WHAT YOU WILL DO
(1) Translate this sentence from the Sailing the Seas of Cheese article into German: "The album was performed live in its entirety in 2003 and 2004 on their Tour De Fromage, on December 30, 2010 and once more during a two night show at Royal Albert Hall in April 2012."
(2) Pick up the Sailing the Seas of Cheese article after its final sentence and extend it.

Sailing the Seas of Cheese is the second studio album and major-label debut by the American rock band Primus, released on May 14, 1991. It spawned three singles: "Jerry Was a Race Car Driver", "Tommy the Cat", and "Those Damned Blue-Collar Tweekers". "Jerry Was a Race Car Driver" appeared in the video games ATV Offroad Fury, Tony Hawk's Pro Skater, Rock Band 3, The Bigs, and as downloadable content for Rocksmith 2014, while "American Life" appears in Tony Hawk's Project 8.

Album information
 "Jerry Was a Race Car Driver" contains a sample from the movie The Texas Chainsaw Massacre 2 in which the character Chop Top exclaims "Dog will hunt!"
 "Los Bastardos" contains samples from the BBC television series The Young Ones including Vyvyan shouting, "Shut up, you bastards!", Vyvyan's mother saying, "He is a bastard isn't he?", as well as Rick saying, "You just called me a bastard, didn't you?" and "Mike, you bastard!"
 The lyrics "sail the seas of cheese" from "Seas of Cheese" would later appear in the song "DMV" on their next album Pork Soda, as well as the song "Dirty Drowning Man" on 1999's Antipop. 
 The song "Eleven" is in an unusual time-signature of 11/8, hence the name.
 Due to the complex nature of some of the basslines in "Tommy The Cat", there is not a clear consensus on exactly what notes are being played, and as a result, dozens of different interpretations exist.

Live performance
The album was performed live in its entirety in 2003 and 2004 on their Tour De Fromage, on December 30, 2010 and once more during a two night show at Royal Albert Hall in April 2012.

Critical reception

Reviewing the album for AllMusic, Steve Huey contends that "Sailing the Seas of Cheese completely redefined the possibilities of the electric bass in rock music for those who'd never heard the group before." He describes the album as "mostly riff-driven, fleshing out their heavy metal roots with prog rock tricks from Rush and Frank Zappa, as well as the novelty side of Zappa's sense of humor." He notes that "the willful goofiness may alienate some listeners, but... it never detracts from the band's frequently stunning musicianship" and concludes that this album is "the tightest, most song-oriented representation of their jaw-dropping, one-of-a-kind style." Simon Reynolds reviews the album for Entertainment Weekly by describing Primus as "too self-consciously goofy for their own good, but their rubber-boned thrash-funk can be cartoonish fun."

LISTING

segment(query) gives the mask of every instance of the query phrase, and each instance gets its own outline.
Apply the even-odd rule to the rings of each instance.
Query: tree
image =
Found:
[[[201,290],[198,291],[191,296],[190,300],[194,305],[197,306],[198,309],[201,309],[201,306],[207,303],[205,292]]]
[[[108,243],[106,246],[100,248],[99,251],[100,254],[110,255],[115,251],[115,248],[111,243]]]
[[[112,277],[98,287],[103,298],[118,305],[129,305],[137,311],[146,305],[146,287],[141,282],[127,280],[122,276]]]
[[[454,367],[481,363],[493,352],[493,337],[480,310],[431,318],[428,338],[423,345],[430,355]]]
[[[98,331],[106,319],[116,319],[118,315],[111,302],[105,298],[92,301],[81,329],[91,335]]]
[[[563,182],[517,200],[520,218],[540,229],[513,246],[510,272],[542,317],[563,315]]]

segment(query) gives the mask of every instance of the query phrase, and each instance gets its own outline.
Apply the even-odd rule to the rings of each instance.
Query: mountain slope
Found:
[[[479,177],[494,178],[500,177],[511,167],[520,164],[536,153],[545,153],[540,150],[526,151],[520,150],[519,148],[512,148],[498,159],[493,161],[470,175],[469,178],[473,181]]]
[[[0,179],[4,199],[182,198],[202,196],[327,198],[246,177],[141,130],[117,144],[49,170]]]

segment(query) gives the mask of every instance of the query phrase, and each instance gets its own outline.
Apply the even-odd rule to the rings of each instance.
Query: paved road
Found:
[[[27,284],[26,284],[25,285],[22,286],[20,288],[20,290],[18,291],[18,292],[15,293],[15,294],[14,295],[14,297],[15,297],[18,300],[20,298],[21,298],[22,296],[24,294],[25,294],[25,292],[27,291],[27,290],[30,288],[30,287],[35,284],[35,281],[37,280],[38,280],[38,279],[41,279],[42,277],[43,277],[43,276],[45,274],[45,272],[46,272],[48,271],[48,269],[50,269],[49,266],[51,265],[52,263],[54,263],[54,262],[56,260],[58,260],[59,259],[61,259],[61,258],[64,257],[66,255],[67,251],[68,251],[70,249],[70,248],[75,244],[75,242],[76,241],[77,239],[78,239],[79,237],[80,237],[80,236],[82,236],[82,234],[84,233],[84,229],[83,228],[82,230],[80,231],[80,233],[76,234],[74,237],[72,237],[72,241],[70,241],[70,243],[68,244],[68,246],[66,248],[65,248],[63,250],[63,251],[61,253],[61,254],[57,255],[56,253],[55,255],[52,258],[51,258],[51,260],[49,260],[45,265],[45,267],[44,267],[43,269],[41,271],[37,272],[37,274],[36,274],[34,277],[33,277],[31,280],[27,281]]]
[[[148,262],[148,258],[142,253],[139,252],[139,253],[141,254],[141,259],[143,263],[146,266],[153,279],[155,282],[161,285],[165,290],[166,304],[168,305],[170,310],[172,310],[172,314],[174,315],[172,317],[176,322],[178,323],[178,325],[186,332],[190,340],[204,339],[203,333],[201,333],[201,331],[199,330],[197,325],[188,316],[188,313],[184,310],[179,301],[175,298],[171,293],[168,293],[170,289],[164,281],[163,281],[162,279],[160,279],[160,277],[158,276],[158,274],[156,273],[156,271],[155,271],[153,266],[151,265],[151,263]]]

ANSWERS GIVEN
(1) Das Album wurde 2003 und 2004 auf ihrer Tour De Fromage, am 30. Dezember 2010 und noch einmal im April 2012 bei einem Auftritt an zwei Abenden in der Royal Albert Hall vollständig live gespielt.

(2)
In a 2015 Noisey interview, Les Claypool ranked Sailing the Seas of Cheese as his second favorite Primus album behind Frizzle Fry, believing the work to be "probably [Primus'] most respected album". In addition, Claypool also outlined the experience of releasing the record on a major label, and the consequent inspiration for the album's title, when he remarked:

But [Sailing the Seas of Cheese] was also that record like 'Here we are, about to release something on a major label,' and we're right alongside the other bands that were popular at the time, which were these hairball bands—the Poisons, and the Guns N' Roses, and these different things that we just did not fit in with. That was the impetus of the title, because we just knew all of a sudden we were going to be thrust into this world where we weren't sure anyone thought we belonged.

Release history
Sailing the Seas of Cheese reached Gold status in March 1993. It was certified platinum in December 2001.

2009
Plain Recordings released a 180 gram version of the LP.

2013 reissue
A deluxe edition of the album was released on May 21, 2013. It is available in two six-panel Digipak configurations, each featuring the album’s new stereo mix on CD and the new 5.1 surround mix on Blu-ray or DVD, plus three exclusive, previously unreleased bonus tracks, and liner notes by music journalist Greg Prato.” Claypool stated, “Musically, it holds up incredibly well. Sonically, it holds up fairly well. There’s some old-style reverbs that are a little bit syrupy. With modern technology, we can fix some of that stuff. But we don’t want to mess with it too much, because it is what it is. We want to fatten it up a little bit.”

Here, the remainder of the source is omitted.